Goal.
Put the lines in the rows below into a numbered list, starting with the line that contains "A rule for this batch: each instance of the man's knee" and ending with the line that contains "column 93, row 49", both included. Leave out any blank lines.

Records provided.

***

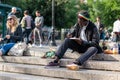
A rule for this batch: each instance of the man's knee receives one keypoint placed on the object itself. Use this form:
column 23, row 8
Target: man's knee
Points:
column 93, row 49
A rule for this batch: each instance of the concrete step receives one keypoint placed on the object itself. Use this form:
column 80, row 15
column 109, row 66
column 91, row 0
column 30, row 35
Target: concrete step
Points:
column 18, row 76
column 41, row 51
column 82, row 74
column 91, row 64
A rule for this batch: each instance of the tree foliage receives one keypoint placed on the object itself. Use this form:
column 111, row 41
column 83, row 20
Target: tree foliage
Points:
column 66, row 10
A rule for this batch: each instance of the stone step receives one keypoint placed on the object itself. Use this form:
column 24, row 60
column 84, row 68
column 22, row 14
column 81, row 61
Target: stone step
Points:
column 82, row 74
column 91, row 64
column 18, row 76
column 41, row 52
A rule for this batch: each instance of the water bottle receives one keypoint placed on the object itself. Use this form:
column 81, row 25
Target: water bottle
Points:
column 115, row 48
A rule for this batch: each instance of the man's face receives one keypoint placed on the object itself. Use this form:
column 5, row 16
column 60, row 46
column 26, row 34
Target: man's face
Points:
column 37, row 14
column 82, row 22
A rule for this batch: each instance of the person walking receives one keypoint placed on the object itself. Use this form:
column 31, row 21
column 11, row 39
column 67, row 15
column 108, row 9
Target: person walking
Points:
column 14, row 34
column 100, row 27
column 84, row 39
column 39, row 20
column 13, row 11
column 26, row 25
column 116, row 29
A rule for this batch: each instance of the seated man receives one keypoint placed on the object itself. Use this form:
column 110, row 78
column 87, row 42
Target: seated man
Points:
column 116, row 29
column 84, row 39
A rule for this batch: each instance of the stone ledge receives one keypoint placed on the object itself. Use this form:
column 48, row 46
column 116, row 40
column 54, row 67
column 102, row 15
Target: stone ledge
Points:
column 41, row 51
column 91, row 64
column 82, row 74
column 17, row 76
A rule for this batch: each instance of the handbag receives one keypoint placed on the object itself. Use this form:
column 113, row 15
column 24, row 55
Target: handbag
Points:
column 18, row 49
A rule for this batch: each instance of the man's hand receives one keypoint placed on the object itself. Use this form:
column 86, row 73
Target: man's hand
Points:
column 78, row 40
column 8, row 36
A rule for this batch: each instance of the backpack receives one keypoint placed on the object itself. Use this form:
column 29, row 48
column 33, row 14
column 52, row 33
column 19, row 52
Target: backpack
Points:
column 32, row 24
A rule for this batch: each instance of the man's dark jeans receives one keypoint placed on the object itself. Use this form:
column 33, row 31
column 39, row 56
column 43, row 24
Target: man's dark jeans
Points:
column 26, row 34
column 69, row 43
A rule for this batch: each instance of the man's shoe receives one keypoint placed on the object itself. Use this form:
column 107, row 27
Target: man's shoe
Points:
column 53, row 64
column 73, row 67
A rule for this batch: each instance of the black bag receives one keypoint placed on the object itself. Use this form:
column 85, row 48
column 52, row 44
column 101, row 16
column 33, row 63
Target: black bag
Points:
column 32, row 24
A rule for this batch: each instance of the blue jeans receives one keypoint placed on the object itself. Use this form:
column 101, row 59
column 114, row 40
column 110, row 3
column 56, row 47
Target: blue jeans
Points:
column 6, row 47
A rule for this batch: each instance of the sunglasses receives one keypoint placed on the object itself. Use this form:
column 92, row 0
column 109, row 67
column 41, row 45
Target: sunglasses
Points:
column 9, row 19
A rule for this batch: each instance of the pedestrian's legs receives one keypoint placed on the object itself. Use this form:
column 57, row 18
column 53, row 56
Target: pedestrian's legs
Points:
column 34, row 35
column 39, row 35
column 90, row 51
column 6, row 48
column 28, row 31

***

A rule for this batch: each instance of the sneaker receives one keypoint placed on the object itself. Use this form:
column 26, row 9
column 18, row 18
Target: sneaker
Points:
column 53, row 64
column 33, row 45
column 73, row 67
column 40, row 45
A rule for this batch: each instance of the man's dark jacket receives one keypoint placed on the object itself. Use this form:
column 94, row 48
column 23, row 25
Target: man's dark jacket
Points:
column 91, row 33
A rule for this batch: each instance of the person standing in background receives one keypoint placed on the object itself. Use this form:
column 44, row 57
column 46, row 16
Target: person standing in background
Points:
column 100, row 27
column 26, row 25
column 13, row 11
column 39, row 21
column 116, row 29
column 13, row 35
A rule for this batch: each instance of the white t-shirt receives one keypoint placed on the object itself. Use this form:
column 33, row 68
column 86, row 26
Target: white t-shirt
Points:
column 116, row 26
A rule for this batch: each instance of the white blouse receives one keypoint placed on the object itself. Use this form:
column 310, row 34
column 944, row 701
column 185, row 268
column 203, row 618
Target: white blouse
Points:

***

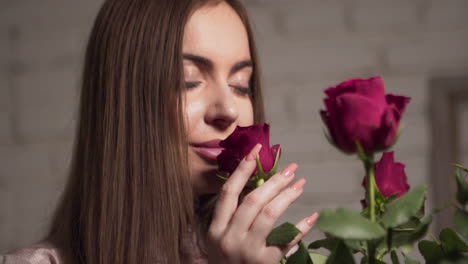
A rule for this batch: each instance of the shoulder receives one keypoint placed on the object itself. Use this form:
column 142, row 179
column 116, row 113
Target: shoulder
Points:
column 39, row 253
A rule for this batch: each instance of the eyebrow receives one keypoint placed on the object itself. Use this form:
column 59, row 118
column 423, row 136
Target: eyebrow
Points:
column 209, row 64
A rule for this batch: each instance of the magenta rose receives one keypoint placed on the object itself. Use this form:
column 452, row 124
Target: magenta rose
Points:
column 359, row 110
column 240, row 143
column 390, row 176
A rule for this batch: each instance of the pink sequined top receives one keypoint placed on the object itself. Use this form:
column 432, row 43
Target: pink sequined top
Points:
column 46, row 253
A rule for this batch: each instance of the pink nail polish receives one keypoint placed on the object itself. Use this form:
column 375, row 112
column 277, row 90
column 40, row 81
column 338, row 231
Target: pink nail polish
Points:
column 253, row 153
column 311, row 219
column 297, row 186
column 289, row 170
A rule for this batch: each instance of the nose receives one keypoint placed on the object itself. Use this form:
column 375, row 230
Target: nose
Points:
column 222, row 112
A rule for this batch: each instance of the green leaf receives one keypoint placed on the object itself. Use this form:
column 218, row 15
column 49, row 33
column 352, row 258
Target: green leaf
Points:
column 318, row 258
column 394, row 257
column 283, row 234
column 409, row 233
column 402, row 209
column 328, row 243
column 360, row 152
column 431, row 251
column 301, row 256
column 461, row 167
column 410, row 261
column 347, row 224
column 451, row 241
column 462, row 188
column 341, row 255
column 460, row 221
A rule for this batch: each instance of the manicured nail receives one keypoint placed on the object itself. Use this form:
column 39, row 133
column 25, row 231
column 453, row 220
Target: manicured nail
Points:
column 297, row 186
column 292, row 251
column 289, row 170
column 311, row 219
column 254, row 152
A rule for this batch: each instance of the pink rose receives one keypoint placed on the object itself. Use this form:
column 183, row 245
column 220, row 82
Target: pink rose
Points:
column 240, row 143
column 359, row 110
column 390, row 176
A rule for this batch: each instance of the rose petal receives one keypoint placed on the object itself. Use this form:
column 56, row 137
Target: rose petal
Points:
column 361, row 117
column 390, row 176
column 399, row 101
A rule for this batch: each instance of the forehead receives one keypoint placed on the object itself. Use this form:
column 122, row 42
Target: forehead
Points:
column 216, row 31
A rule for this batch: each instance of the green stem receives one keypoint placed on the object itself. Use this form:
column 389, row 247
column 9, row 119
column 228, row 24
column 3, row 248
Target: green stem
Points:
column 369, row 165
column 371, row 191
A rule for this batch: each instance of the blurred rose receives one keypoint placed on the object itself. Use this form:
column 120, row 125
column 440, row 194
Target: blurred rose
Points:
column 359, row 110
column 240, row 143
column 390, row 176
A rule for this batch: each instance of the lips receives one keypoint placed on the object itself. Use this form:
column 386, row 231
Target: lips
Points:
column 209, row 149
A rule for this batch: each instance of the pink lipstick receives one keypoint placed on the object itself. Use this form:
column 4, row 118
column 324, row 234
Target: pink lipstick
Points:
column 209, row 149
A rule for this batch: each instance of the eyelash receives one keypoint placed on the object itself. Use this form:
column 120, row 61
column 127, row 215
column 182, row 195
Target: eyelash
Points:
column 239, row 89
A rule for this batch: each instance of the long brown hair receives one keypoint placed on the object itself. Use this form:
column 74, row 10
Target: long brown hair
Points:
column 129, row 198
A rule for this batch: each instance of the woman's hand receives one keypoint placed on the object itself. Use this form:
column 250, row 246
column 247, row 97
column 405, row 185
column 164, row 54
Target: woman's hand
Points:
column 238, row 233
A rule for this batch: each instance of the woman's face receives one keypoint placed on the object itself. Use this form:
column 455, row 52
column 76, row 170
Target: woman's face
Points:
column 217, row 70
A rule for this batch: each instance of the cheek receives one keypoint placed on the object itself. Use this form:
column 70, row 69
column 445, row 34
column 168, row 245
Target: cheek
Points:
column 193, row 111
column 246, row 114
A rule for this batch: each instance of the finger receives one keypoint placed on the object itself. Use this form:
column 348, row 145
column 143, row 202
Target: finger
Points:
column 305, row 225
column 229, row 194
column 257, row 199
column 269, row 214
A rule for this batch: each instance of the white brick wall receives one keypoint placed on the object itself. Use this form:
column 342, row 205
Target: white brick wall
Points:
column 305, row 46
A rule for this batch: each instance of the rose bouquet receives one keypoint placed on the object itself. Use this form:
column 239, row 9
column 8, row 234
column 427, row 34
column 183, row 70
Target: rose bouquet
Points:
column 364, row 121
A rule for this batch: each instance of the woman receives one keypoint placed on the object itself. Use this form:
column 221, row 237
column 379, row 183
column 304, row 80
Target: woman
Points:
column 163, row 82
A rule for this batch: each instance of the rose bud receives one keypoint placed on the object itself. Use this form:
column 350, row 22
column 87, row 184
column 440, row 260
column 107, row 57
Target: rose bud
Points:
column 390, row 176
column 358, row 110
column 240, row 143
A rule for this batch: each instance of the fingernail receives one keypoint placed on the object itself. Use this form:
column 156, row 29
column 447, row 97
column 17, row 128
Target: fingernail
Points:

***

Response to the exercise.
1. A rule for this batch: each instance of the man's knee receives one keypoint placed on the object itself. Use this form:
2. column 23, row 8
3. Target: man's knee
4. Points:
5. column 93, row 49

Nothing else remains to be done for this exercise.